- [Assigned task]: A verbatim copy of the lines starting at the one with "[find] the navy" and ending at the last line below is required; include nothing else.

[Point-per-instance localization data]

**********

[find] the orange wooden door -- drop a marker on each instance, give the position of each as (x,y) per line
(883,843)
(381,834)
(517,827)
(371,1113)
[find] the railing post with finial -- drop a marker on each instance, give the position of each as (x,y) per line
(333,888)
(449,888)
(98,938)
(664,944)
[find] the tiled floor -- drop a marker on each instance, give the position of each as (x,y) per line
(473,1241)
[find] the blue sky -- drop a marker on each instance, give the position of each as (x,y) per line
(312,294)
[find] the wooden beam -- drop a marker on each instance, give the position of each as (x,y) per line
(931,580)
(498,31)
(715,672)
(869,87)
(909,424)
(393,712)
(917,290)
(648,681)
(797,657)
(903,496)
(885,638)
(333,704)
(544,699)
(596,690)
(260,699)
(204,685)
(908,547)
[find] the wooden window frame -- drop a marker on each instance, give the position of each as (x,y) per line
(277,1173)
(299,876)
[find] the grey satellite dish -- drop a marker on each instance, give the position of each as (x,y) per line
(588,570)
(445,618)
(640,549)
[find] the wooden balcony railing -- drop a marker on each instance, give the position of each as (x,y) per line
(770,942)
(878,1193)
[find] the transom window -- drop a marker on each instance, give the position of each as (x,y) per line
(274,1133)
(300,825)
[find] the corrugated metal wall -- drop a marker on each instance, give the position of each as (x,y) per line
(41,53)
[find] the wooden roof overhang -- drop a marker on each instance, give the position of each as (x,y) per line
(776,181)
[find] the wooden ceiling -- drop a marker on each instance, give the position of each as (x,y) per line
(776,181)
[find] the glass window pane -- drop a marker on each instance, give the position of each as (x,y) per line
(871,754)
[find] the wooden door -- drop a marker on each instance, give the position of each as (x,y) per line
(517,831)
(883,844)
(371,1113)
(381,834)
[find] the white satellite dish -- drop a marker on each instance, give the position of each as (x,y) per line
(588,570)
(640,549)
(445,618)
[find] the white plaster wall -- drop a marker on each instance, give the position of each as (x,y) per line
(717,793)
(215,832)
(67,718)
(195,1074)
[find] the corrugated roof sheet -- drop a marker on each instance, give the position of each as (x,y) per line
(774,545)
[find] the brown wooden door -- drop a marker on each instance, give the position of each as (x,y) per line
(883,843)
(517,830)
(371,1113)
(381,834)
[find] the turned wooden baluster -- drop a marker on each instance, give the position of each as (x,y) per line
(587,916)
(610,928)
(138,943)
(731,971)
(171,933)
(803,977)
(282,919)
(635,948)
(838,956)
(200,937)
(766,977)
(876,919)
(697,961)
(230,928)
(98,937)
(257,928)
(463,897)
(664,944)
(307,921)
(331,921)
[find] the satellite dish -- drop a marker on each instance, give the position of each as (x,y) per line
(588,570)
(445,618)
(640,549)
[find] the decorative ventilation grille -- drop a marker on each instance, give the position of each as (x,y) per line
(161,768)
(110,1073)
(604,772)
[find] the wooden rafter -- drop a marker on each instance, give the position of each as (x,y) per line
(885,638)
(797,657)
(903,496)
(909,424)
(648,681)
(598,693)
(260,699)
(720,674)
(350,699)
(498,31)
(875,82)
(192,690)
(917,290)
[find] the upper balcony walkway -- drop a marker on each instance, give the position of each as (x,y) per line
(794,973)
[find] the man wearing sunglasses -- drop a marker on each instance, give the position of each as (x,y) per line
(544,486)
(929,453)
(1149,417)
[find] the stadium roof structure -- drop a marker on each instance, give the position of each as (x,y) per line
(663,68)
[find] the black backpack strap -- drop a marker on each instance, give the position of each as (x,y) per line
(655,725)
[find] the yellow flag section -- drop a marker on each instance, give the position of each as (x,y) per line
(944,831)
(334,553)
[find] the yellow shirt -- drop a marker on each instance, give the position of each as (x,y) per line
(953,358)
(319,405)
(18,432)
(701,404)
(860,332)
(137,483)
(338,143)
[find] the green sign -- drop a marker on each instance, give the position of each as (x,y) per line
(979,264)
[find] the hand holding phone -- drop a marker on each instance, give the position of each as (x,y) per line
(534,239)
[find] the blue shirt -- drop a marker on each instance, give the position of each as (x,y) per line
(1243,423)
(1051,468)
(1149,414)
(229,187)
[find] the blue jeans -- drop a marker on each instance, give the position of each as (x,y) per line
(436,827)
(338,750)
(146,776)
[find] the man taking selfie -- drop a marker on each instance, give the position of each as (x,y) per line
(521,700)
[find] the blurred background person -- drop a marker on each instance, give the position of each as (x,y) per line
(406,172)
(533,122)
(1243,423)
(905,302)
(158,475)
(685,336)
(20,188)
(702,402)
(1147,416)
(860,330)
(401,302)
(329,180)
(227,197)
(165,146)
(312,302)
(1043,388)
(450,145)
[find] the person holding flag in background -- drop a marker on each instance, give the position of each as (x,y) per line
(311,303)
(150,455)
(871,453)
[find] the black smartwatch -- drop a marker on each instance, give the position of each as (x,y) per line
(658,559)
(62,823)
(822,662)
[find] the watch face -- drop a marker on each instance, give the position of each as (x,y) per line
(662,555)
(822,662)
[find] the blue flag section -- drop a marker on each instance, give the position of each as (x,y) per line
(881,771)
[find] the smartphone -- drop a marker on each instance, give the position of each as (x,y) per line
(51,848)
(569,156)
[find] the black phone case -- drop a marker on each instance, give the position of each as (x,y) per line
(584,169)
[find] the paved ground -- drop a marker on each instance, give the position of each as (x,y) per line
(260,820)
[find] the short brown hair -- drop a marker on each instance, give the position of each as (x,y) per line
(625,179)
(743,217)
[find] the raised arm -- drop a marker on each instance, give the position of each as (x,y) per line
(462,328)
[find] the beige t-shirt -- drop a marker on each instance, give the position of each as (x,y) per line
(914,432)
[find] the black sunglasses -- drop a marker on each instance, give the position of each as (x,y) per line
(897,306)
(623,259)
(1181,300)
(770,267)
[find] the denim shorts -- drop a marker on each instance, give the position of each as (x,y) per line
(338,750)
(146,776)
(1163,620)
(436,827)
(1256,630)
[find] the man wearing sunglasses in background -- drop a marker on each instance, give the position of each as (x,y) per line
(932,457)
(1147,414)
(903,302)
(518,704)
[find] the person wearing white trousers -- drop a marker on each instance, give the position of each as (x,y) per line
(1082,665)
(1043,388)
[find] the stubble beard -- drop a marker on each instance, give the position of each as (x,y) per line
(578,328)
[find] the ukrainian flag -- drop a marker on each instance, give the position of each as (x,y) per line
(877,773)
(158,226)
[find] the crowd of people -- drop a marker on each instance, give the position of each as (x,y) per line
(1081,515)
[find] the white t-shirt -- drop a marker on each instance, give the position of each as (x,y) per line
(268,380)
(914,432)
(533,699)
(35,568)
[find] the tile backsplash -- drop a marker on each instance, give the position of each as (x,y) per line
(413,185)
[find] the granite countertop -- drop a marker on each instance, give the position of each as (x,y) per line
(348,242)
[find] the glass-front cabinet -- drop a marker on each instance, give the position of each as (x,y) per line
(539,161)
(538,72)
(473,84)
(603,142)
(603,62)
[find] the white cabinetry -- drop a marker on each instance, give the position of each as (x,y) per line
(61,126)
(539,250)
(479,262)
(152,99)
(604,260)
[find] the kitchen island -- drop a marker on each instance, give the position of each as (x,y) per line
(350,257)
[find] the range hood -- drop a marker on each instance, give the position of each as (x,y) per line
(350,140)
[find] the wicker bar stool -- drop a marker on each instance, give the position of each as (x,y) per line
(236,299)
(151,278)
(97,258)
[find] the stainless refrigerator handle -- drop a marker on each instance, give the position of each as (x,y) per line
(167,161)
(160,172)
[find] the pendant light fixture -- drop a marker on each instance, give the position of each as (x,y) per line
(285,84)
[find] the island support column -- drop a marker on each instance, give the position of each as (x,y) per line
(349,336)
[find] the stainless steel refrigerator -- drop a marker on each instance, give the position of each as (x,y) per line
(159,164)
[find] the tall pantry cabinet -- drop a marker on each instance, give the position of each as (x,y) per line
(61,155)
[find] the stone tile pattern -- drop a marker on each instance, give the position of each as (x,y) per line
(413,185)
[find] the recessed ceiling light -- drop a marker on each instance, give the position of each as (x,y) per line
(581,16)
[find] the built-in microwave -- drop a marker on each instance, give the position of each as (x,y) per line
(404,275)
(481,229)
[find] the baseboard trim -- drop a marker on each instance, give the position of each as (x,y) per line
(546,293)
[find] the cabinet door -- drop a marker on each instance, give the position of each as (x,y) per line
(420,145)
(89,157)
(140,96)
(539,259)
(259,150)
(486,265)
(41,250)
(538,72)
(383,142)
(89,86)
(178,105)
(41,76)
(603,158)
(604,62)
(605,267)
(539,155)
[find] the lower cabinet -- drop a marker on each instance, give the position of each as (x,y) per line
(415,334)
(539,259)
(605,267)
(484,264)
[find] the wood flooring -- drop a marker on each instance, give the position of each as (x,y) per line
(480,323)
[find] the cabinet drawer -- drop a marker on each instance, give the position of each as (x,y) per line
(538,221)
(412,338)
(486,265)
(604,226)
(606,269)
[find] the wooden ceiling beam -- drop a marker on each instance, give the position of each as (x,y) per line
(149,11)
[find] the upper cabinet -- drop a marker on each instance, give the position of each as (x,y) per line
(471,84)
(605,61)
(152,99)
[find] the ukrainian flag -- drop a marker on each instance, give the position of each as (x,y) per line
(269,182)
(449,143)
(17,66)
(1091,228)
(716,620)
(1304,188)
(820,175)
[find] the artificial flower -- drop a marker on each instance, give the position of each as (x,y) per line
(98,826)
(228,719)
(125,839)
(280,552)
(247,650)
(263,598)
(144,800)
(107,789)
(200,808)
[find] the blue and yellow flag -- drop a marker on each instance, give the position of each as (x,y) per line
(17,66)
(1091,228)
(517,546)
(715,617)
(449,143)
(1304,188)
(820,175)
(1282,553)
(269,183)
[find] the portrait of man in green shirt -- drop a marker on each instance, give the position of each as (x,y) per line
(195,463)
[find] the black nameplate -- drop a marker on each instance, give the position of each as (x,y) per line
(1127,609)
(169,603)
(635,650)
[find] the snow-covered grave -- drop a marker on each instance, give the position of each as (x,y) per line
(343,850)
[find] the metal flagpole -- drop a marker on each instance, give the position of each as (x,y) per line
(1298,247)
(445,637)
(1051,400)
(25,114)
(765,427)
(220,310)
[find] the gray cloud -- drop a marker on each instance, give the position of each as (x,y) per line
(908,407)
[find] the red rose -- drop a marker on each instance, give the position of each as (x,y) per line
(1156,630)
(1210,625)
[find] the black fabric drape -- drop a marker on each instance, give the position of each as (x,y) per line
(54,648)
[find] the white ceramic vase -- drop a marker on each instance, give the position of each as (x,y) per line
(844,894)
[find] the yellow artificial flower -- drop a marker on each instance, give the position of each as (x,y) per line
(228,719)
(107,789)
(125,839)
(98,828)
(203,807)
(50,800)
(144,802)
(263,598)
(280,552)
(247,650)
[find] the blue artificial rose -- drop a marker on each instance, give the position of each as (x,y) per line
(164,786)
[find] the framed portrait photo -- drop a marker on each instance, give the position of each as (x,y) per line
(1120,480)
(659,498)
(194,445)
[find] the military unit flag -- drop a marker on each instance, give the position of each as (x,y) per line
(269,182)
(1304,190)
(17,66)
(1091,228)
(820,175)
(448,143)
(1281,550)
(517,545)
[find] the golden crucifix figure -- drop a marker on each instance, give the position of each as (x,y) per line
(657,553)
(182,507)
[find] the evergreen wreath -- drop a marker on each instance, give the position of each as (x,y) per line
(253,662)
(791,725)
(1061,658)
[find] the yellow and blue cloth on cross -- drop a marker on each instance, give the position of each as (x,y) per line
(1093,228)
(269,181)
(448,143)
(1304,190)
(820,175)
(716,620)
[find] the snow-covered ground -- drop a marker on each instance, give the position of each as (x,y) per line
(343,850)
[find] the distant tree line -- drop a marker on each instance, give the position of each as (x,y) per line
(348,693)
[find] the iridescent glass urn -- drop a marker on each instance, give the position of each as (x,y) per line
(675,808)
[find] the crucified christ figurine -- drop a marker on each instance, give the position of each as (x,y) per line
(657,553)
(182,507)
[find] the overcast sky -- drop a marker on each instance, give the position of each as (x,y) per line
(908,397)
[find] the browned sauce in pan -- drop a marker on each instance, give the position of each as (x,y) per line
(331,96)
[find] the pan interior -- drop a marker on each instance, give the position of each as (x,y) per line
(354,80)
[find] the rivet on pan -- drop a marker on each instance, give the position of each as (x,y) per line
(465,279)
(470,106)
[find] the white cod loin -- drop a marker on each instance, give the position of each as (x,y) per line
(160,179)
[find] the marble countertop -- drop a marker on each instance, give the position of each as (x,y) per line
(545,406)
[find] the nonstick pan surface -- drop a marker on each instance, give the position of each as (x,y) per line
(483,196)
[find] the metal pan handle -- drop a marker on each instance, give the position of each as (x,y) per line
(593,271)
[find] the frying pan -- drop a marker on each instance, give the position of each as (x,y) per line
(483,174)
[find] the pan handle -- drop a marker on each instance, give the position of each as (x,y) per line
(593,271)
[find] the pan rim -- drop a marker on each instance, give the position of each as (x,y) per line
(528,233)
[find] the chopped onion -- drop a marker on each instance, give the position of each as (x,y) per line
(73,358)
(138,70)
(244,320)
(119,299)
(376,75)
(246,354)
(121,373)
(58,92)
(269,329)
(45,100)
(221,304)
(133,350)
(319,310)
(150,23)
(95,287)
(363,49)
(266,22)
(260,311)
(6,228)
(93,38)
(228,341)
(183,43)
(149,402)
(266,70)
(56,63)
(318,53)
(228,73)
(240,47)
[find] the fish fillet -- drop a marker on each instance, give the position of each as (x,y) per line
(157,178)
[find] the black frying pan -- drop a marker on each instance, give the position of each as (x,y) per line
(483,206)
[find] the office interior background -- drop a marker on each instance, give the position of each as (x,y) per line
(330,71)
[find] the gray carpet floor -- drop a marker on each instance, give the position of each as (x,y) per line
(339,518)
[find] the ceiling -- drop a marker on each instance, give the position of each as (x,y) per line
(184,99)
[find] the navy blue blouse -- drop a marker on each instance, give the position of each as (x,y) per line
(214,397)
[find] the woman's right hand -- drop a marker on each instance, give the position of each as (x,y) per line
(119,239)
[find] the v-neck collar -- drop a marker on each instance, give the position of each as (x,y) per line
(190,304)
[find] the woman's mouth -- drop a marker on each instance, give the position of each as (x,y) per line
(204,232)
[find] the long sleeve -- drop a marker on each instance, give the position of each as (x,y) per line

**********

- [Result of the exercise]:
[find] the navy blue blouse -- drop a marker on each instance, give the position of each as (x,y) per line
(214,397)
[find] the woman's right hand -- drop a marker on each instance, give the position of each as (x,y) per line
(119,239)
[find] the v-neck collar -- drop a marker on each instance, give the position of each as (x,y) per line
(190,304)
[find] the woman's mouth -- drop a marker on each instance, give the position of each as (x,y) per line
(204,232)
[find] the long sleeve -- drop a marker on each instance, give the position of each as (x,y) per line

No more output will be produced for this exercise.